**Work to do**
Restate the complete material exactly.

**Dataset records**
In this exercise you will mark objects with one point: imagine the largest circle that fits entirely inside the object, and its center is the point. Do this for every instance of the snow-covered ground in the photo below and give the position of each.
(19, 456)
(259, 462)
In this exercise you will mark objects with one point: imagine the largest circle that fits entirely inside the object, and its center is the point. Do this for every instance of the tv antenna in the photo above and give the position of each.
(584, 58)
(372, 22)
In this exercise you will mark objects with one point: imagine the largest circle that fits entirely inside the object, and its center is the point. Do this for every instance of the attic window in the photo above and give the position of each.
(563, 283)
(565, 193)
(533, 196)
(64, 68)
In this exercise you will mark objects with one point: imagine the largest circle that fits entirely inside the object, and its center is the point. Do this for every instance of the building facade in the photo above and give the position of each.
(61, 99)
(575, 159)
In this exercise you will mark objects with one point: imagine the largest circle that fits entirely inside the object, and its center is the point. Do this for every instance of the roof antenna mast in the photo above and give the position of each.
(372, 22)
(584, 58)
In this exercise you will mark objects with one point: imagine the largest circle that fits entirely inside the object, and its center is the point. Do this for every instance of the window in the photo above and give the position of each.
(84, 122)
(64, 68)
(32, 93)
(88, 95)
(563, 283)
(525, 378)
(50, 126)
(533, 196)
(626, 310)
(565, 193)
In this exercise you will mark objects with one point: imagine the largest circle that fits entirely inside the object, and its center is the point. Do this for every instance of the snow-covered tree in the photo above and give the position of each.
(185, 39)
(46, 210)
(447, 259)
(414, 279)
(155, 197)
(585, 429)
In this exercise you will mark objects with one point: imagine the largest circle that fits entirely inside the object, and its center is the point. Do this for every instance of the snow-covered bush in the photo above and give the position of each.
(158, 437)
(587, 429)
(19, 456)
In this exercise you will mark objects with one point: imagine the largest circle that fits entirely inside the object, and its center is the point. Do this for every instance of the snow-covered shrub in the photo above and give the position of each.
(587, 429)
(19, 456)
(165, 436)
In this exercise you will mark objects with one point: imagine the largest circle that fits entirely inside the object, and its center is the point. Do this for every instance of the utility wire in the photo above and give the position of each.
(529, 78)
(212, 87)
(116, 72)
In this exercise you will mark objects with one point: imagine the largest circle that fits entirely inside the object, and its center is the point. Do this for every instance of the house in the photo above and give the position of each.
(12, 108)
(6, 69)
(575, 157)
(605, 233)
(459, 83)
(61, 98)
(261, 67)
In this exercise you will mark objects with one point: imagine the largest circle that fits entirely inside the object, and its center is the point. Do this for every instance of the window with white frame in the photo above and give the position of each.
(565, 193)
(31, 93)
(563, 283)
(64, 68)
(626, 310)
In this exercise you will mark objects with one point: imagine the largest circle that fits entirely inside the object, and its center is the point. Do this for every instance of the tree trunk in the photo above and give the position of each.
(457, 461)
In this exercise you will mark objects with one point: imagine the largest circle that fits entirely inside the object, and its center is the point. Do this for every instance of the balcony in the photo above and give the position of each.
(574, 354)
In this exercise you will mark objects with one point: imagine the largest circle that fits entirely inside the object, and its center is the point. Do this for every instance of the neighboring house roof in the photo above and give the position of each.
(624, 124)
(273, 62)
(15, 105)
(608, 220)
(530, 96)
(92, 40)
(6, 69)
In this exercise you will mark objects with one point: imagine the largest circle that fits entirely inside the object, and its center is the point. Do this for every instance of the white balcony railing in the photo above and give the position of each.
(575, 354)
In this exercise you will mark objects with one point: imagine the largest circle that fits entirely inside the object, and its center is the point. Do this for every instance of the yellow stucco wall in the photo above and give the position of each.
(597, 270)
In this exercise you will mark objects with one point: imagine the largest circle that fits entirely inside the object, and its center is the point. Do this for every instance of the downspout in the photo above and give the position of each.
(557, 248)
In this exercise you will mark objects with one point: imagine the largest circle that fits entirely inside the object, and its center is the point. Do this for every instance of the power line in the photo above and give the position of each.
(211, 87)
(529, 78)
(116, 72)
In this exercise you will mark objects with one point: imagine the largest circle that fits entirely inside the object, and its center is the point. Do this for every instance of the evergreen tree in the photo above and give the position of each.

**Complete answer**
In this exercise you will mark objects with one point: imagine the largest circle that fits entirely inside the object, and its center is the point. Do this for every instance of the snow-covered ground in the photo below and give the position of each.
(19, 456)
(259, 462)
In this exercise you will mark objects with one point: imagine the largest circle that fits entirely inside the object, and its center is the point. Do this for every instance of the tv antenna in the photo above and give the position of each.
(584, 58)
(372, 22)
In this exercise you will mark objects with one point: imagine the largest circle that fits entirely inside the object, and its center is the point. Do this for every instance of the attic window in the photo above and give the position of each.
(563, 283)
(565, 193)
(533, 196)
(64, 68)
In this exercise you will mark objects with one point: imagine the largest circle that fits entirely inside the object, and its center is the point. Do this for every instance of the building facade in the photo above and give the position of each.
(61, 99)
(575, 159)
In this exercise you will mark objects with one point: imagine the largest circle that fits entirely inside the object, and its center is the point. Do this for every instance of the roof antenna mast in the photo above and give the position of each.
(372, 22)
(584, 58)
In this exercise you will mark objects with one point: imagine the largest circle that fits entirely inside the object, and its center is the point. Do this for every instance of the window in the photo above and give the position of each.
(84, 122)
(64, 68)
(32, 93)
(88, 95)
(563, 283)
(525, 378)
(50, 126)
(533, 196)
(626, 310)
(565, 193)
In this exercise you will mark objects with one point: imagine the largest circle that fits entirely inside the object, and its center is the point. Do this for every instance of the snow-covered tree in the photo above and give the position of each.
(185, 39)
(46, 210)
(447, 259)
(414, 279)
(155, 197)
(585, 429)
In this exercise you will mark objects with one point: imagine the largest circle that fits entirely inside the object, and its center is the point. Do this for every instance of the snow-covered bush in the photo above and give the position of each.
(158, 437)
(587, 429)
(19, 456)
In this exercise you will mark objects with one point: imagine the largest circle that fits entirely inside the object, and its center is the point. Do this for every instance of the snow-covered shrub in the photo above and give the position of each.
(587, 429)
(19, 456)
(165, 436)
In this exercise you will mark objects with one point: imagine the largest circle that fits entirely inside the object, and its center is the point. Do this for every instance of the utility wire in the photo above and give the position of each.
(529, 78)
(212, 87)
(116, 72)
In this exercise you will mark objects with one point: imagine the largest circle that fits entirely inside the object, and its center is the point. Do this for every instance of the house in the photo above and give the position of each.
(12, 108)
(6, 69)
(575, 157)
(605, 233)
(459, 83)
(61, 98)
(261, 67)
In this exercise you will mark objects with one point: imagine the largest circle that fits entirely inside the object, and its center is the point. Do this for every instance of the window with white frame in the photo above and give the position of each.
(565, 193)
(31, 93)
(563, 283)
(64, 68)
(626, 310)
In this exercise you will mark objects with one point: imagine the largest circle that fits entirely inside the object, and its center is the point. Do this for every instance of the tree trunk in the photo above and give the position of each.
(457, 461)
In this exercise you will mark objects with one point: imagine the largest circle that fits entirely inside the object, and its center is the point. Do this for every instance of the balcony in the photo above and give the position of each.
(574, 354)
In this exercise you will mark objects with one point: imagine the largest circle that fits entirely inside the object, and its center is the point. Do this for every instance of the neighboring house roof in the photo above and give the position of each.
(624, 124)
(273, 62)
(15, 105)
(608, 220)
(530, 96)
(92, 40)
(6, 69)
In this exercise you will mark objects with one point: imagine the largest circle that fits entirely inside the object, and its center is the point. Do this for every instance of the white balcony railing in the photo above and give the position of each.
(575, 354)
In this exercise you will mark objects with one point: imagine the largest circle that fits entirely inside the object, and its center is the point. Do this for every instance of the yellow stucco wall in the photo above and give the position of each.
(597, 270)
In this exercise you will mark objects with one point: imagine the largest circle that fits entirely inside the object, and its center is the point. Do this for every instance of the downspout in the photo above and give the position of each.
(557, 248)
In this exercise you will mark objects with one point: imagine the largest circle that fits entirely inside the object, and its center is the point. Do this for every instance of the power line in the photo above and give the position of each.
(211, 87)
(529, 78)
(116, 72)
In this exercise you will mark objects with one point: imagine the largest circle that fits entirely inside the object, and its center is the point. Do this for every instance of the evergreen tree in the photo above and give the position of each.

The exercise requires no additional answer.